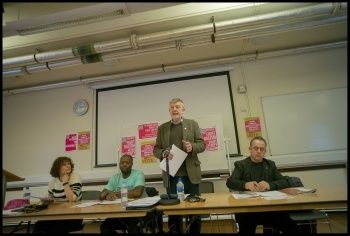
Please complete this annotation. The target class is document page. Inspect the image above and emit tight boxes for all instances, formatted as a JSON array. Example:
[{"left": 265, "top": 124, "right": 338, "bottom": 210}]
[
  {"left": 159, "top": 144, "right": 187, "bottom": 176},
  {"left": 232, "top": 190, "right": 292, "bottom": 200}
]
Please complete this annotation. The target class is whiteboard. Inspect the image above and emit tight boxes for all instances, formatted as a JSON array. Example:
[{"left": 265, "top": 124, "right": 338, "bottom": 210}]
[
  {"left": 118, "top": 115, "right": 229, "bottom": 177},
  {"left": 95, "top": 72, "right": 240, "bottom": 169},
  {"left": 261, "top": 87, "right": 347, "bottom": 155}
]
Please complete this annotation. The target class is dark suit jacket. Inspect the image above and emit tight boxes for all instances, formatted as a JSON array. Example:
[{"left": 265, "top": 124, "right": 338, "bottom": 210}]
[
  {"left": 153, "top": 118, "right": 206, "bottom": 188},
  {"left": 226, "top": 157, "right": 289, "bottom": 191}
]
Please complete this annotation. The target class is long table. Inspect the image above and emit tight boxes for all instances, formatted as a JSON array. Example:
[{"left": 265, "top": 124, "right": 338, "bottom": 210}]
[
  {"left": 3, "top": 200, "right": 149, "bottom": 222},
  {"left": 3, "top": 186, "right": 347, "bottom": 232},
  {"left": 157, "top": 185, "right": 347, "bottom": 232}
]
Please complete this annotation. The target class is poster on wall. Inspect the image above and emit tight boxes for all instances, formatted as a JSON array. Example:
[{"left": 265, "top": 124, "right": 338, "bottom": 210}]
· · · · ·
### Aim of the task
Go through the records above. Copy each line in which the string "Please" appears.

### Task solution
Please complete this annotation. The target class is document page. Inspect the image above and emit tight boxes for all instances, formatted as a JSON array. Example:
Please complete this annotation. The target class is whiteboard. Inspect the image above and emit tight boxes for all instances, formatted as a JSON array. Example:
Please complete this annotation. The target class is dark suit jacket. Inspect the image above and emit tight boxes for all instances, formatted as a JSON array. Example:
Please complete this annotation. The target class is long table. Inspect the image above and emit tight boxes for all instances, formatted as a JSON array. Example:
Please complete this annotation. The target class is poster on wall. Inspect the image above and emit tight boxes for all instances, formatted as a JSON array. Example:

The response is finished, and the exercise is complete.